[Saved data entries]
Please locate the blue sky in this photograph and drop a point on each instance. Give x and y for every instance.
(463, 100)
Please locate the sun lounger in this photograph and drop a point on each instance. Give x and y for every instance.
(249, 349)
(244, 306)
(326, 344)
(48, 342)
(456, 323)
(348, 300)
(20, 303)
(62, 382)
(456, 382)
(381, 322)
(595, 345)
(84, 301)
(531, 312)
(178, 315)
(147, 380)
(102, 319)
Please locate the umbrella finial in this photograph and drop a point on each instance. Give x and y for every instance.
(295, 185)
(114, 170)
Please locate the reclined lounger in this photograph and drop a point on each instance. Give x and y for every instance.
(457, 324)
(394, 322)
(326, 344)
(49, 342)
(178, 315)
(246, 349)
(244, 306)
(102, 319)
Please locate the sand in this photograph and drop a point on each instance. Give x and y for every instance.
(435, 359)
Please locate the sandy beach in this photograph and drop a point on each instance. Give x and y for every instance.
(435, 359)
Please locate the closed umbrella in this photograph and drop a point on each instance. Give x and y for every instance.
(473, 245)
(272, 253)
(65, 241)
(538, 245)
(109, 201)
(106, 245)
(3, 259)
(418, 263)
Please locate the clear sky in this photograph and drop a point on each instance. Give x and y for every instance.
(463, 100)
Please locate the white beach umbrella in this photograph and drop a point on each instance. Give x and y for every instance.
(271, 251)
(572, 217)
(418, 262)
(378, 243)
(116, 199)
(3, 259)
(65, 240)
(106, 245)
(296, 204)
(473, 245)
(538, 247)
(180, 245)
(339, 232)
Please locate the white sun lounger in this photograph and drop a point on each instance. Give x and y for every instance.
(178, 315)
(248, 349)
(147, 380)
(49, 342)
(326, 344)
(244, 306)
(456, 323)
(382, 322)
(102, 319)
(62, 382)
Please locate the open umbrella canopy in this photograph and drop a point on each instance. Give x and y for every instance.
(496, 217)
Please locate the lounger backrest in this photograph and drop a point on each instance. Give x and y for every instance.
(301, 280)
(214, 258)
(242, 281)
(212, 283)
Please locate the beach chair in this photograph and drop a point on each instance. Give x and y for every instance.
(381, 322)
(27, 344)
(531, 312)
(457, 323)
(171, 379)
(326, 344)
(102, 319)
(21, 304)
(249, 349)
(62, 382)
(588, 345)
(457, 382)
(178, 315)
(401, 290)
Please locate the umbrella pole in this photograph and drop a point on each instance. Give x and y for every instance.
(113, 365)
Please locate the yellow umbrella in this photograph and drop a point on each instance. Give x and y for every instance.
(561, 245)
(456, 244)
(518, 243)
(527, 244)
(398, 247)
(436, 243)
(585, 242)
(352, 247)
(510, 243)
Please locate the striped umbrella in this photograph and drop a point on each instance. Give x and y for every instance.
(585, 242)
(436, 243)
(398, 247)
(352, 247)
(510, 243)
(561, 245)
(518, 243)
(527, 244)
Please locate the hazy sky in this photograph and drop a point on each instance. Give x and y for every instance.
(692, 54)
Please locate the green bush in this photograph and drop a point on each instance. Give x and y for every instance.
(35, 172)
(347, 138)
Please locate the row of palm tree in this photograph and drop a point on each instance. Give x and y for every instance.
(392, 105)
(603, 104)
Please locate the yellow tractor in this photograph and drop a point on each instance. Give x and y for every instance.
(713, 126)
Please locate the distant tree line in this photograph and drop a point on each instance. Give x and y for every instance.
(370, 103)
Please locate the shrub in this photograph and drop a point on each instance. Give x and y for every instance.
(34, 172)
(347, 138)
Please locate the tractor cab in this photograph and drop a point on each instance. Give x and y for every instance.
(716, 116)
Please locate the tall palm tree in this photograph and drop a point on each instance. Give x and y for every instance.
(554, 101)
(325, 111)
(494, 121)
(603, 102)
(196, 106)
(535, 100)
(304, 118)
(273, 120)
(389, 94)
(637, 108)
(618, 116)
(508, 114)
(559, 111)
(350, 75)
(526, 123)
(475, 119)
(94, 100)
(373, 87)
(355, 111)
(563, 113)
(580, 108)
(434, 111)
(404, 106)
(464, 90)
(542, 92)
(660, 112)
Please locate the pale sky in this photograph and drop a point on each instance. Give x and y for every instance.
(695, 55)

Work required
The records above, in their entirety, need to be set down again exactly.

Response below
Please locate the blue sky in this photograph and drop a point on each instance. Give x and y for every instance.
(463, 100)
Please locate the sun lounger in this photograph and drop a point on each instance. Give x and y for every instance.
(249, 349)
(244, 306)
(326, 344)
(48, 342)
(456, 323)
(348, 300)
(20, 303)
(62, 382)
(456, 382)
(381, 322)
(595, 345)
(84, 301)
(531, 312)
(178, 315)
(147, 380)
(102, 319)
Please locate the umbrella finial in this photograph and drop a point on each instance. Give x and y for every instance.
(295, 185)
(114, 170)
Please locate the reclined lounger in this photograph and drop a point on each instance. Give x and y for every instance.
(457, 324)
(394, 322)
(326, 344)
(49, 342)
(178, 315)
(246, 349)
(244, 306)
(102, 319)
Please locate the sand in this photograph and drop a point on each instance. Give x and y for every instance.
(435, 359)
Please locate the sandy beach in this photograph and drop a point on each instance. Give x and y for every instance.
(435, 359)
Please locate the closed umbrella in this photograph and drop a point on each instance. Give x and y for every instance.
(473, 245)
(272, 253)
(65, 241)
(538, 245)
(109, 201)
(106, 245)
(3, 259)
(418, 263)
Please locate the clear sky in this photograph and drop a point on each instance. Give x and y for every instance.
(463, 100)
Please locate the white beach umbrella in this photograph and drop a point on each instance. Give x and y for every instance.
(271, 251)
(572, 217)
(418, 262)
(378, 243)
(116, 199)
(3, 259)
(65, 240)
(106, 245)
(296, 204)
(473, 245)
(538, 247)
(180, 245)
(339, 232)
Please locate the white sun lounger in this photograph and drop a point on each instance. Give x and y for every instance.
(178, 315)
(248, 349)
(147, 380)
(49, 342)
(326, 344)
(244, 306)
(456, 323)
(382, 322)
(102, 319)
(62, 382)
Please locate the open umbrella canopy in this photograph and drop a point on each instance. Give x and y for every instance.
(496, 217)
Please locate the lounger backrest in this photograph and drop a point on each instance. Give x and y for every instance.
(301, 280)
(214, 258)
(242, 281)
(212, 283)
Please locate the beach chair in this photograph and drop a point on each instance. Give x and y for every instance.
(381, 322)
(27, 344)
(531, 312)
(457, 323)
(171, 379)
(326, 344)
(102, 319)
(21, 304)
(249, 349)
(62, 382)
(588, 345)
(457, 382)
(178, 315)
(401, 290)
Please locate the umbrella pole in this photograph and drop a point on each instance. Give x and y for every instance.
(113, 365)
Please locate the yellow umbrella in this photograph and drop a point on each instance. Give x and y for every instance.
(561, 245)
(456, 244)
(518, 243)
(527, 244)
(398, 247)
(436, 243)
(585, 242)
(352, 247)
(510, 243)
Please locate the striped umbrella in this photograph and drop a point on each instance. Give x and y for every instance.
(585, 242)
(436, 243)
(398, 247)
(352, 247)
(510, 243)
(561, 245)
(518, 243)
(527, 244)
Please locate the hazy sky in this photograph and drop a point on each instance. Give x and y for every instance.
(692, 54)
Please locate the green bush in this photograph and drop a point on each instance. Give x and y for every instance.
(35, 172)
(347, 138)
Please locate the row of palm tree in this photograph and drop a point on each instance. Give x and y for every instance.
(392, 105)
(603, 104)
Please locate the yellow tractor in this photograph and drop a point on each instance. Give x and y for every instance.
(713, 126)
Please locate the distant tree line in this photograph and drop a point on each instance. Give x and y for every instance.
(370, 103)
Please locate the shrub in this photograph and drop a point on each instance. Give x and y for every instance.
(34, 172)
(347, 138)
Please locate the tractor cab in this photograph and drop a point on each instance. Give x and y for every instance.
(716, 116)
Please locate the tall palm tree in this photograph and drop a point on each instance. Give x and y for every instance.
(554, 101)
(325, 111)
(494, 121)
(603, 102)
(196, 106)
(535, 100)
(304, 118)
(273, 120)
(389, 94)
(637, 108)
(618, 116)
(508, 114)
(559, 111)
(350, 75)
(526, 123)
(475, 119)
(94, 100)
(373, 87)
(355, 111)
(563, 113)
(580, 108)
(434, 111)
(404, 106)
(464, 90)
(542, 92)
(660, 112)
Please locate the pale sky in this photograph and drop a point on each instance. Give x and y for every instance.
(695, 55)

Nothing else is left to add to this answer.